Reproduce the conference abstract below on synaptic plasticity in recurrent neural networks word for word, from start to finish.

### Provided passage
↓

Comunicazione

Enhancing recurrent neural networks with biologically inspired synaptic plasticity.

Duggento A., Toschi N.
  Venerdì 16/09   15:30 - 19:00   Aula E - Rosalind Franklin   V - Biofisica e fisica medica   Presentazione
Synaptic plasticity in brain cells is the fundamental mechanism that modulates synaptic strengths and lets us form memories, recall experience, and learn new tasks without forgetting previous ones. Hebbian/anti-Hebbian plasticity theory postulates that the efficacy of synaptic connections between two neurons increases/decreases with pre- and postsynaptic synchronicity. We investigate Hebbian plasticity in Echo State Networks (ESN), a class of artificial recurrent neural networks which consists of an input layer, a hidden layer (or reservoir) and an output layer. ESN are especially suited to predict and classify temporal data while minimizing overtraining. We study how different biologically inspired plasticity rules can be applied to the connections (synapses) between reservoir neurons and demonstrate that including plasticity can improve classification performance. Further, akin to its biological counterpart, we show that synaptic plasticity helps in retaining high performances during sequential learning, where learning new tasks does not necessarily lead to catastrophic forgetting of previously learned tasks.

↑

### Data for review
↓

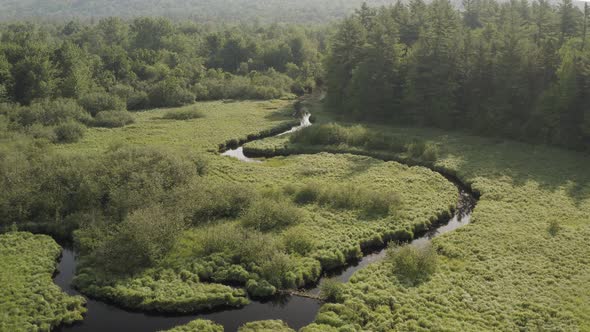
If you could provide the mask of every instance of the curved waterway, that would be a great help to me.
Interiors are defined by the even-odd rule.
[[[293,127],[280,135],[295,132],[301,128],[311,125],[309,122],[310,114],[306,114],[299,126]],[[237,158],[244,162],[263,162],[260,159],[248,158],[244,155],[244,150],[240,146],[236,149],[231,149],[223,153],[224,156]],[[471,220],[471,213],[475,207],[476,199],[469,189],[454,178],[448,176],[447,179],[452,181],[459,189],[459,198],[457,208],[453,218],[447,223],[439,224],[437,227],[426,232],[421,237],[412,241],[412,245],[421,246],[428,243],[432,238],[455,230],[461,226],[468,224]],[[332,278],[339,281],[346,282],[354,274],[354,272],[364,268],[365,266],[383,259],[386,255],[386,250],[381,249],[368,253],[359,261],[349,265],[345,268],[329,271],[324,274],[319,282],[322,280]],[[59,273],[54,278],[54,281],[66,293],[70,295],[81,295],[78,291],[71,287],[72,279],[76,272],[77,257],[72,249],[65,248],[60,260],[58,271]],[[310,295],[319,294],[319,286],[313,289],[308,289],[305,293]],[[143,312],[132,312],[121,309],[107,302],[87,298],[88,313],[84,321],[76,323],[71,326],[62,326],[56,331],[63,332],[151,332],[170,329],[172,327],[186,324],[194,319],[212,320],[218,324],[223,325],[225,331],[237,331],[238,327],[251,321],[280,319],[285,321],[291,328],[296,330],[310,324],[315,319],[319,311],[321,302],[313,298],[295,296],[295,295],[280,295],[269,301],[254,301],[250,304],[237,309],[225,309],[207,313],[193,314],[193,315],[159,315],[149,314]]]

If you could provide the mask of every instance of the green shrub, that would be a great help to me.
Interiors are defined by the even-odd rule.
[[[92,116],[102,111],[124,111],[126,108],[125,101],[107,92],[88,93],[82,96],[79,102]]]
[[[302,227],[288,229],[283,233],[283,242],[287,252],[301,256],[307,255],[316,247],[309,232]]]
[[[168,120],[191,120],[191,119],[198,119],[202,118],[203,114],[197,109],[189,109],[189,110],[174,110],[168,111],[164,114],[164,119]]]
[[[551,236],[556,236],[560,229],[561,226],[559,225],[559,221],[556,219],[551,220],[547,226],[547,232],[549,232],[549,235]]]
[[[96,115],[92,124],[95,127],[118,128],[134,121],[131,113],[127,111],[102,111]]]
[[[295,193],[295,203],[297,204],[310,204],[317,202],[320,195],[322,194],[322,185],[318,182],[310,182],[305,184],[303,187]]]
[[[320,284],[320,297],[326,302],[340,303],[344,301],[343,284],[334,279],[323,280]]]
[[[57,143],[74,143],[84,137],[86,127],[78,122],[69,121],[57,125],[53,130]]]
[[[159,206],[139,209],[108,234],[92,253],[96,266],[127,274],[153,266],[172,248],[184,224]]]
[[[244,227],[268,232],[298,224],[303,214],[288,201],[261,199],[255,201],[241,219]]]
[[[281,320],[263,320],[242,325],[238,332],[295,332]]]
[[[183,87],[180,79],[168,78],[154,85],[148,93],[152,107],[176,107],[192,104],[195,95]]]
[[[295,190],[299,204],[316,202],[336,209],[360,209],[367,215],[387,215],[401,204],[393,191],[375,191],[356,184],[323,184],[310,182]]]
[[[431,245],[391,247],[387,252],[393,273],[405,284],[417,285],[436,272],[438,257]]]
[[[264,298],[276,294],[277,289],[266,280],[256,281],[248,280],[246,290],[254,298]]]
[[[166,332],[223,332],[223,326],[210,320],[196,319],[188,324],[167,330]]]
[[[289,255],[275,252],[270,259],[261,264],[260,276],[276,288],[293,288],[295,280],[289,278],[292,274],[293,262]]]
[[[102,210],[115,220],[129,211],[161,203],[196,175],[195,164],[153,147],[114,147],[94,171]]]
[[[55,126],[65,122],[88,123],[90,115],[73,99],[42,100],[30,106],[15,106],[17,122],[22,126]]]
[[[252,203],[255,193],[248,187],[226,182],[194,181],[175,193],[171,204],[180,206],[195,225],[224,218],[237,218]],[[180,202],[180,204],[178,204]]]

↑

### Answer to the exercise
Comunicazione

Enhancing recurrent neural networks with biologically inspired synaptic plasticity.

Duggento A., Toschi N.
  Venerdì 16/09   15:30 - 19:00   Aula E - Rosalind Franklin   V - Biofisica e fisica medica   Presentazione
Synaptic plasticity in brain cells is the fundamental mechanism that modulates synaptic strengths and lets us form memories, recall experience, and learn new tasks without forgetting previous ones. Hebbian/anti-Hebbian plasticity theory postulates that the efficacy of synaptic connections between two neurons increases/decreases with pre- and postsynaptic synchronicity. We investigate Hebbian plasticity in Echo State Networks (ESN), a class of artificial recurrent neural networks which consists of an input layer, a hidden layer (or reservoir) and an output layer. ESN are especially suited to predict and classify temporal data while minimizing overtraining. We study how different biologically inspired plasticity rules can be applied to the connections (synapses) between reservoir neurons and demonstrate that including plasticity can improve classification performance. Further, akin to its biological counterpart, we show that synaptic plasticity helps in retaining high performances during sequential learning, where learning new tasks does not necessarily lead to catastrophic forgetting of previously learned tasks.